- [Selected excerpt]:
⁂
More discussion into the topics of love, values, and future ambitions that could be derailed by a wrong decision made now–not just the basic biological mechanics of sexual intercourse or “No, it’s wrong” morals–but to understand what truly is involved in having a physical relationship with someone. Adolescents need to know what kind of relationships there are, about love and commitment, marriage and partnership, laws relating to sexual behavior and relationships, as well as the whole range of religious and cultural views on sexuality. The issue of self-esteem should also be delved into. Many adolescents become involved in sex–and sometimes promiscuity–simply because of low self- esteem, and the feeling of empowerment or liberation from parental authority that sex gives them. This is sensitive territory, one that should ideally be handled at home by parents, but in the majority of homes this is not going to happen.
Therefore, it must be tackled within the educational system, and by teachers who are comfortable with the subject and not easily embarrassed. In addition, young people should be provided with information about the various methods of contraception, abortion and adoption, as well as sources of advice and support available in their community. It is often just as difficult for teens to communicate with their parents on the subject of sex as it is for parents to talk freely on the subject. Therefore, this writer would also include a regular parental involvement group, held in the evening, where parents and teens could have real, meaningful discussions about sex, contraception, pregnancy, etc. This might make it easier to establish an open dialogue at home. It would take only a slight modification of the sex education programs already in place to implement such a proposal. Abstinence prior to marriage should, of course, be stressed as the best option, but not at the expense of ignoring human nature or practical information about contraception.
⁂
[Object grounding data in natural language]
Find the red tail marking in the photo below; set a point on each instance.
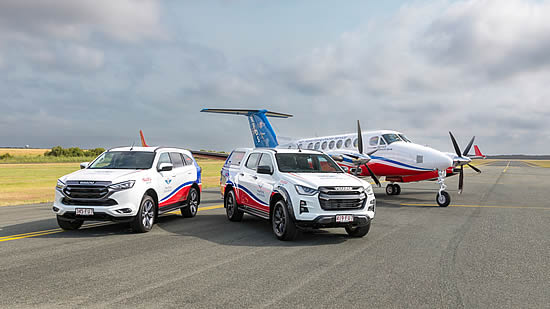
(143, 143)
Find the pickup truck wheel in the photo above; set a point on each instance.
(192, 207)
(283, 225)
(69, 224)
(358, 231)
(143, 221)
(232, 208)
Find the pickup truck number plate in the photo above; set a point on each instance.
(84, 211)
(344, 218)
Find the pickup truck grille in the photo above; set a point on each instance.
(342, 198)
(86, 192)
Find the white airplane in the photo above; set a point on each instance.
(386, 153)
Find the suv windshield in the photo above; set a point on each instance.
(124, 160)
(306, 163)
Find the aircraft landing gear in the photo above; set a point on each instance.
(393, 189)
(442, 198)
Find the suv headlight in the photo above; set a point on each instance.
(305, 190)
(369, 190)
(122, 185)
(60, 185)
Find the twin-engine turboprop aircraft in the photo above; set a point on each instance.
(385, 153)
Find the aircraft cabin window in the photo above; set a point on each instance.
(391, 138)
(348, 142)
(374, 141)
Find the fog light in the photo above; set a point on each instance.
(303, 207)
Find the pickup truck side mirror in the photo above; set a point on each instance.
(264, 169)
(165, 167)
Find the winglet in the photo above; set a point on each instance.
(143, 143)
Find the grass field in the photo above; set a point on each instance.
(34, 183)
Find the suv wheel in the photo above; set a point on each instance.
(231, 207)
(68, 225)
(144, 220)
(283, 225)
(358, 231)
(192, 207)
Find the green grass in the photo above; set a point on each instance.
(35, 182)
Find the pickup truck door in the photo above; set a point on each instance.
(249, 193)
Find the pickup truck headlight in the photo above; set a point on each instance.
(122, 185)
(305, 190)
(60, 185)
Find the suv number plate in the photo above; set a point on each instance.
(344, 218)
(84, 211)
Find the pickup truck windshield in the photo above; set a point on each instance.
(132, 160)
(306, 163)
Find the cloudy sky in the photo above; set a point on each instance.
(93, 72)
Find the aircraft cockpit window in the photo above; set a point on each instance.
(373, 141)
(403, 137)
(348, 143)
(391, 138)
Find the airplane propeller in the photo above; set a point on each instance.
(364, 162)
(463, 160)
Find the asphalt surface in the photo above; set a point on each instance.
(489, 249)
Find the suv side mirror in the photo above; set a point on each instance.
(165, 167)
(264, 169)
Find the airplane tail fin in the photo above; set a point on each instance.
(261, 129)
(143, 143)
(478, 152)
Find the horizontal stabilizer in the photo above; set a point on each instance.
(245, 112)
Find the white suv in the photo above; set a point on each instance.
(295, 189)
(129, 184)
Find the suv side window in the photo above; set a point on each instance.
(164, 158)
(187, 159)
(176, 159)
(252, 161)
(265, 160)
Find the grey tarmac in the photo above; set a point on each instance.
(490, 248)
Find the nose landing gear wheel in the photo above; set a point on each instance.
(443, 199)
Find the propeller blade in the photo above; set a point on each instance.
(467, 149)
(474, 168)
(359, 138)
(461, 179)
(373, 176)
(455, 144)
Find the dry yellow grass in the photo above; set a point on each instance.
(23, 152)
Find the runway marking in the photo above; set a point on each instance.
(477, 206)
(505, 169)
(59, 230)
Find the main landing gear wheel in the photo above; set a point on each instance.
(231, 208)
(393, 189)
(144, 220)
(192, 204)
(283, 225)
(443, 199)
(69, 224)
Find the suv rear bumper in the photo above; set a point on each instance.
(329, 221)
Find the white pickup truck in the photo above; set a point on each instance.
(295, 189)
(129, 184)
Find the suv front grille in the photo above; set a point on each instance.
(342, 198)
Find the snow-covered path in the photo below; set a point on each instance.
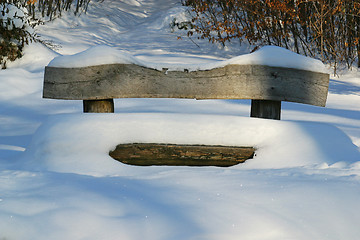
(57, 181)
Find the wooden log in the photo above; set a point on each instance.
(229, 82)
(147, 154)
(98, 106)
(266, 109)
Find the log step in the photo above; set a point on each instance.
(148, 154)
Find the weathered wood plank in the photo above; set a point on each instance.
(230, 82)
(147, 154)
(98, 106)
(266, 109)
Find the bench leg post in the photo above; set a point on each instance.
(266, 109)
(98, 106)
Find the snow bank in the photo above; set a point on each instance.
(268, 55)
(80, 143)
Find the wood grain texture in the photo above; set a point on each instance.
(230, 82)
(147, 154)
(266, 109)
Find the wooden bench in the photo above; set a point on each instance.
(266, 86)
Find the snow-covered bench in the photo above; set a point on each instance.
(268, 76)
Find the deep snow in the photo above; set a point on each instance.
(57, 181)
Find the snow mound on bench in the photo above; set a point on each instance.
(268, 56)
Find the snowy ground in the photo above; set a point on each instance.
(57, 181)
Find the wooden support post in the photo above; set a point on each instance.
(266, 109)
(98, 106)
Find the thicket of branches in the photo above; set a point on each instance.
(19, 17)
(326, 29)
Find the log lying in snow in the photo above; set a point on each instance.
(147, 154)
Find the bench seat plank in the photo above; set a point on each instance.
(256, 82)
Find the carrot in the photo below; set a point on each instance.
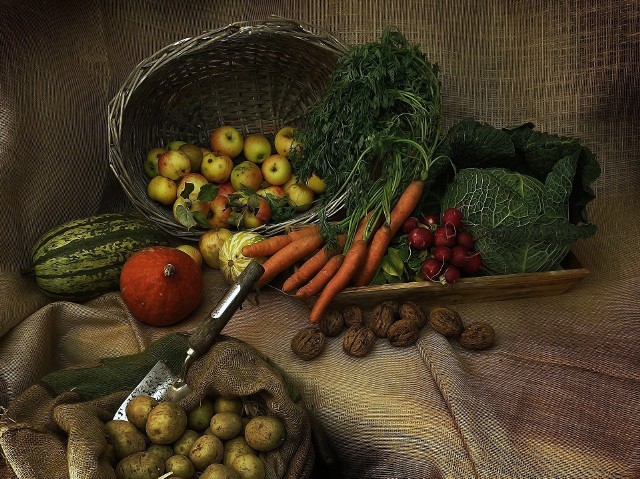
(289, 255)
(322, 277)
(353, 259)
(382, 238)
(270, 246)
(310, 267)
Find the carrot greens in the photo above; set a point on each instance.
(373, 133)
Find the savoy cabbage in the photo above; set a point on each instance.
(523, 193)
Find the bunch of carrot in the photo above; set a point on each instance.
(326, 271)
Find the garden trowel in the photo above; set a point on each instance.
(160, 382)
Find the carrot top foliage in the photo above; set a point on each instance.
(375, 130)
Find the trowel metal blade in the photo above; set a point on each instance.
(158, 383)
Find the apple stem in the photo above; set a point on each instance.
(169, 270)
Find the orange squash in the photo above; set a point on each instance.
(161, 285)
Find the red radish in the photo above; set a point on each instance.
(459, 256)
(431, 220)
(452, 216)
(431, 268)
(420, 238)
(444, 236)
(473, 264)
(451, 274)
(410, 224)
(465, 239)
(442, 253)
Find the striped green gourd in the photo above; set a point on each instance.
(82, 259)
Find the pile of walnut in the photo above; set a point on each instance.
(399, 323)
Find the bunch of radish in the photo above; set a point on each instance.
(451, 248)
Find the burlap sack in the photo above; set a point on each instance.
(48, 433)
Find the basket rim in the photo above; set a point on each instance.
(137, 76)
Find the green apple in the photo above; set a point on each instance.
(194, 153)
(163, 190)
(210, 243)
(285, 141)
(151, 161)
(276, 169)
(216, 167)
(256, 148)
(227, 140)
(219, 212)
(246, 174)
(174, 164)
(300, 197)
(197, 180)
(175, 144)
(316, 184)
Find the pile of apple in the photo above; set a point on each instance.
(450, 249)
(236, 182)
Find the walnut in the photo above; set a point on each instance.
(308, 343)
(411, 310)
(446, 321)
(477, 335)
(403, 332)
(331, 324)
(352, 316)
(358, 341)
(381, 318)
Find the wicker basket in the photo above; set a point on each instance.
(257, 76)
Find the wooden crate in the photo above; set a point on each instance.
(467, 290)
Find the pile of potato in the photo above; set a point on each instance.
(216, 440)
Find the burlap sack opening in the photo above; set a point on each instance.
(47, 435)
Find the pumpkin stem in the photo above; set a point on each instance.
(169, 270)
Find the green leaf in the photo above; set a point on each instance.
(184, 217)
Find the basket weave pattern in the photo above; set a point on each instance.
(257, 76)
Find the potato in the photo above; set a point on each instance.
(233, 404)
(164, 451)
(138, 410)
(140, 465)
(181, 467)
(166, 423)
(248, 466)
(226, 425)
(207, 449)
(125, 438)
(236, 447)
(219, 471)
(199, 417)
(183, 443)
(264, 433)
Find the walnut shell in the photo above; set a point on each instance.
(308, 343)
(381, 318)
(353, 316)
(403, 332)
(477, 335)
(446, 321)
(358, 341)
(331, 324)
(412, 311)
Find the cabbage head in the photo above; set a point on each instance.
(521, 224)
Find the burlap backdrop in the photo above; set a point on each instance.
(559, 394)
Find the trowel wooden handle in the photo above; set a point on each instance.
(202, 339)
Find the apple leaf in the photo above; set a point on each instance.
(184, 217)
(208, 192)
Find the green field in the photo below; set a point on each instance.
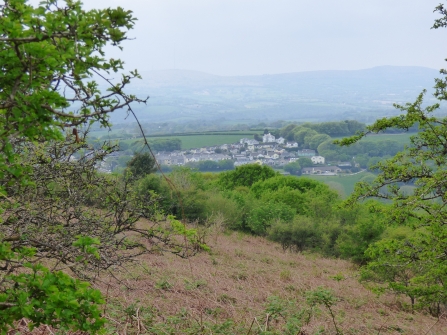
(403, 138)
(198, 141)
(344, 185)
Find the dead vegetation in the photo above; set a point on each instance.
(235, 282)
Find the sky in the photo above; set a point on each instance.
(254, 37)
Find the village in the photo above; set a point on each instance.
(274, 152)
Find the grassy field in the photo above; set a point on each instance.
(403, 138)
(344, 185)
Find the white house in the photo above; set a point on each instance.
(268, 138)
(317, 159)
(280, 140)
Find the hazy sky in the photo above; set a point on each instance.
(242, 37)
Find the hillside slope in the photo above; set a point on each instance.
(238, 278)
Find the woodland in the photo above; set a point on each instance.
(64, 226)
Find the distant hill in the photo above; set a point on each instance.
(181, 95)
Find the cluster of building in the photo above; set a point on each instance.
(271, 151)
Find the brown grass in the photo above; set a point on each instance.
(235, 279)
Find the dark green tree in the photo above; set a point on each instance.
(245, 175)
(417, 264)
(49, 56)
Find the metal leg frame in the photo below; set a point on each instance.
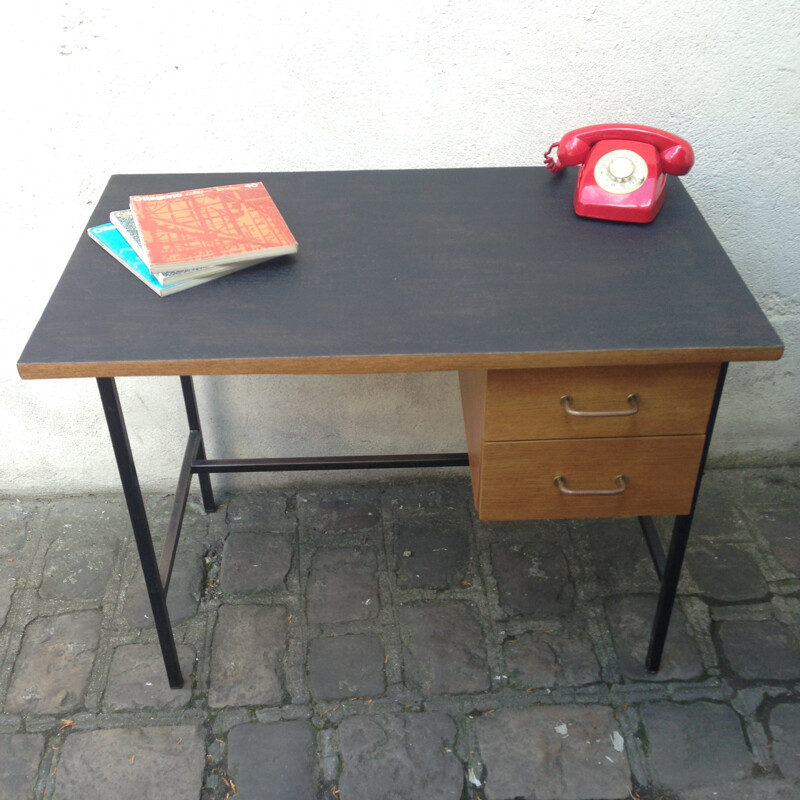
⁂
- [Try it]:
Reproduce the sex education passage above in full, word for word.

- [Solution below]:
More discussion into the topics of love, values, and future ambitions that could be derailed by a wrong decision made now–not just the basic biological mechanics of sexual intercourse or “No, it’s wrong” morals–but to understand what truly is involved in having a physical relationship with someone. Adolescents need to know what kind of relationships there are, about love and commitment, marriage and partnership, laws relating to sexual behavior and relationships, as well as the whole range of religious and cultural views on sexuality. The issue of self-esteem should also be delved into. Many adolescents become involved in sex–and sometimes promiscuity–simply because of low self- esteem, and the feeling of empowerment or liberation from parental authority that sex gives them. This is sensitive territory, one that should ideally be handled at home by parents, but in the majority of homes this is not going to happen.
Therefore, it must be tackled within the educational system, and by teachers who are comfortable with the subject and not easily embarrassed. In addition, young people should be provided with information about the various methods of contraception, abortion and adoption, as well as sources of advice and support available in their community. It is often just as difficult for teens to communicate with their parents on the subject of sex as it is for parents to talk freely on the subject. Therefore, this writer would also include a regular parental involvement group, held in the evening, where parents and teens could have real, meaningful discussions about sex, contraception, pregnancy, etc. This might make it easier to establish an open dialogue at home. It would take only a slight modification of the sex education programs already in place to implement such a proposal. Abstinence prior to marriage should, of course, be stressed as the best option, but not at the expense of ignoring human nature or practical information about contraception.